Rewrite the data from the line containing "Set-play tagging: locate each instance of the drinking" up to and including the final line of the data, keeping every text line as it is and adjusting each point coordinate by -94.

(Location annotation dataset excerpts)
● ● ● ●

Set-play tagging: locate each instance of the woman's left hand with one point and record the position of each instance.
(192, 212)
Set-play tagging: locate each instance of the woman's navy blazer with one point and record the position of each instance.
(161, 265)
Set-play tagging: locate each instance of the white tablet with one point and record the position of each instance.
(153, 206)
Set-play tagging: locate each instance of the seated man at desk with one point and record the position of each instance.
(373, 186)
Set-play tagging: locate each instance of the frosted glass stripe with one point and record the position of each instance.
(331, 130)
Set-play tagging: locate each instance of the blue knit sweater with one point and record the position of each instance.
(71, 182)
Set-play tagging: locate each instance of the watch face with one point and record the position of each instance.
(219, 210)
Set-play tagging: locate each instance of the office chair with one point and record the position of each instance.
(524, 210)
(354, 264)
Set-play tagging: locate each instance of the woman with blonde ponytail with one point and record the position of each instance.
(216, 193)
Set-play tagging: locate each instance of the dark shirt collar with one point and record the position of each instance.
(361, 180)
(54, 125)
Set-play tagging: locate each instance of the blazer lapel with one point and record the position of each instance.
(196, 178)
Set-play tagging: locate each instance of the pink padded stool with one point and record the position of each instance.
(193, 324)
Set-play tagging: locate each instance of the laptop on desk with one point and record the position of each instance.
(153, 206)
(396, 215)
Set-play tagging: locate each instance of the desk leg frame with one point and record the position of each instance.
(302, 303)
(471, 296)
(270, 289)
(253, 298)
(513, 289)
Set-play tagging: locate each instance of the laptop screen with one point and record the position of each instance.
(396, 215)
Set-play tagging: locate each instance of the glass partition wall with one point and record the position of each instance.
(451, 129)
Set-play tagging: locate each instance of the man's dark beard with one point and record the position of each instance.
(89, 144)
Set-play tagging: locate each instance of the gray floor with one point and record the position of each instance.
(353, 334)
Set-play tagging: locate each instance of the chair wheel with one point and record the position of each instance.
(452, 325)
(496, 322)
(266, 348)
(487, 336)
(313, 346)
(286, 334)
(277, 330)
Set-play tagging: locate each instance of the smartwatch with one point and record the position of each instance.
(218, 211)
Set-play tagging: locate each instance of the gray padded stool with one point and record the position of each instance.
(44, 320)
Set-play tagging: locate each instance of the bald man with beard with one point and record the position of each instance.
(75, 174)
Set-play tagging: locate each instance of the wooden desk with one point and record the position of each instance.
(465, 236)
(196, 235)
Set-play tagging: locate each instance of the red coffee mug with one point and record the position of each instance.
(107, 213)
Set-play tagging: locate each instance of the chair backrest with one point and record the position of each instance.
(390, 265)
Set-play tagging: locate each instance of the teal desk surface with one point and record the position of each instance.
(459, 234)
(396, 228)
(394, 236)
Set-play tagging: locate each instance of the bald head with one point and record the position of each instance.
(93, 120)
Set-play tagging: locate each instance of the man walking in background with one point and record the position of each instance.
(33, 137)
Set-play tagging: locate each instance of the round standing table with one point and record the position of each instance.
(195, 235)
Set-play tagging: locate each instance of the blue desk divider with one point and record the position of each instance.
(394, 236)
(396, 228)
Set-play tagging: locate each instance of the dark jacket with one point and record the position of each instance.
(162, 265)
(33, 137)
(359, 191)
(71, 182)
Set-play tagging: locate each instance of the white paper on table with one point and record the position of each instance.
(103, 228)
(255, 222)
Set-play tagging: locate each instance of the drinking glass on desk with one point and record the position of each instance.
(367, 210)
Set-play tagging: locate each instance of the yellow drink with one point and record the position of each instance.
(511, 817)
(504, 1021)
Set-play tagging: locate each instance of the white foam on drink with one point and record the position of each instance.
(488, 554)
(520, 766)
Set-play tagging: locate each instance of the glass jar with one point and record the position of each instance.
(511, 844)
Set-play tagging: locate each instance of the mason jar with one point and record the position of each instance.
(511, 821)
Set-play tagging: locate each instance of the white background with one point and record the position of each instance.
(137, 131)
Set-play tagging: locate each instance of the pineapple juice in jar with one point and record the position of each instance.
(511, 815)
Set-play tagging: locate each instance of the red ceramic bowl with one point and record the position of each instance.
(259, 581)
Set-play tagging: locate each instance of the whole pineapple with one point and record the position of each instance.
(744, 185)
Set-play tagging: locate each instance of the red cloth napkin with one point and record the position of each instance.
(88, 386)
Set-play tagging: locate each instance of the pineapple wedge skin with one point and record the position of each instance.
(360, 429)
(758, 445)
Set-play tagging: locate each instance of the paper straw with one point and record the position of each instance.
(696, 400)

● ● ● ●

» **Complete output**
Set-play tagging: locate each instance of the drinking glass on desk with one point and record the position of each instance.
(273, 116)
Set-play tagging: locate each instance of the yellow drink with one point and record the position of each instance.
(417, 723)
(410, 927)
Set-play tagging: locate each instance of the white foam on drink with one point and record the position of each instance.
(394, 460)
(426, 672)
Set-play tagging: locate each instance of the glass jar with one point and record the position of each instance.
(417, 750)
Set-play tagging: locate each instance of the mason jar with one point and record the position of each instance.
(417, 727)
Set-play tagging: locate each instance of the white background with one point and record the position of each instance.
(43, 37)
Set-play tagging: locate each instance of the pineapple juice in jar with one point and record the position of each instance.
(417, 721)
Set-play tagging: locate each instance of the red ceramic bowl with one point and record the position of each instance.
(165, 487)
Set-play tagging: locate each instance of the whole pineapple with one point and record the position of each instance.
(650, 91)
Set-play tagging: locate each instance of the red cloth napkin with one point and record the position of each instance.
(-6, 292)
Set-play tagging: locate each instance of the pineapple wedge skin with one point and record the position of each instance.
(266, 335)
(664, 351)
Set-play tagging: locate each instance of the paper straw with one point and record the position of each instance.
(602, 306)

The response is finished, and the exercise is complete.